[Position annotation items]
..........

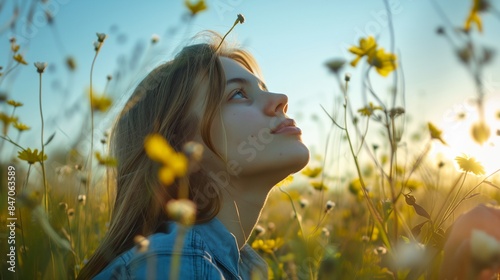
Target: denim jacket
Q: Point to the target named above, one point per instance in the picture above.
(209, 251)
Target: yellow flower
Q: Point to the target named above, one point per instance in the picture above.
(105, 160)
(21, 126)
(480, 132)
(318, 185)
(14, 103)
(366, 46)
(100, 103)
(469, 164)
(368, 110)
(383, 62)
(240, 19)
(31, 156)
(268, 245)
(14, 47)
(477, 6)
(285, 181)
(435, 133)
(6, 120)
(197, 7)
(71, 63)
(174, 164)
(20, 59)
(312, 171)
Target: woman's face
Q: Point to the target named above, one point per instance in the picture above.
(254, 134)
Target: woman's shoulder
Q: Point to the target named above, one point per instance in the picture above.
(193, 248)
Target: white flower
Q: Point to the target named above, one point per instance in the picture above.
(40, 66)
(484, 247)
(155, 38)
(240, 19)
(303, 203)
(347, 77)
(329, 205)
(101, 37)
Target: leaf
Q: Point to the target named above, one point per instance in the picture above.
(418, 228)
(471, 196)
(491, 184)
(421, 211)
(51, 137)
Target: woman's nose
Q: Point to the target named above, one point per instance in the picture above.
(276, 103)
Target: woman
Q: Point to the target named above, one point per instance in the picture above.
(213, 95)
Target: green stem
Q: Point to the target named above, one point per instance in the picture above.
(45, 187)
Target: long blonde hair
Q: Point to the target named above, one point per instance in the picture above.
(163, 103)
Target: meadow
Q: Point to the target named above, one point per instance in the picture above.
(385, 215)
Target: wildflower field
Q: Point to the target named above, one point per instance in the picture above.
(377, 200)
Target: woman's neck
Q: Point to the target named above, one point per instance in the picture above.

..........

→ Problem statement
Copy out all of the items above word for word, leaving out the picture.

→ Completed task
Target: denim jacket
Q: Point to the target named above, one point per instance in the picture above.
(209, 251)
Target: yellow flower
Q: Point to the target named above, one point per instance in the picture above.
(105, 160)
(21, 126)
(480, 132)
(318, 185)
(14, 103)
(366, 46)
(100, 103)
(469, 164)
(368, 110)
(383, 62)
(240, 19)
(31, 156)
(268, 245)
(14, 47)
(477, 6)
(285, 181)
(435, 133)
(6, 120)
(197, 7)
(71, 63)
(174, 164)
(20, 59)
(312, 171)
Target: woman's face
Q: Point to the target named above, one point per instance in the picture above.
(254, 134)
Target: woman's shoulder
Q: Point to the target named above, one point per instance in the picture above.
(193, 248)
Target: white flower
Q: Point to the target named above, one point per instance in the picture above.
(40, 66)
(484, 247)
(155, 38)
(240, 19)
(303, 203)
(347, 77)
(329, 205)
(101, 37)
Target: leaf
Q: Point to the target named above, one point per instance in the picture above.
(418, 228)
(471, 196)
(491, 184)
(421, 211)
(51, 137)
Target: woman's nose
Q: Point to the target named above, one point per instance in the picture above.
(276, 103)
Target: woman
Q: Point to the target named above, one point per instance in the picture above.
(213, 95)
Target: green stem
Q: Point to the target named above, one point per instance in the picture above.
(45, 187)
Target: long blonde hair
Q: Point to the target named above, one point per instance in the picture above.
(163, 103)
Target: meadow
Q: Point to the target named above, one point per instance in the picture above.
(385, 215)
Target: wildflower field
Q: Point to the target named above, one point per instance in the picture above.
(377, 200)
Target: woman's neck
Q: Point to the target named above, one point per instance in the picture above.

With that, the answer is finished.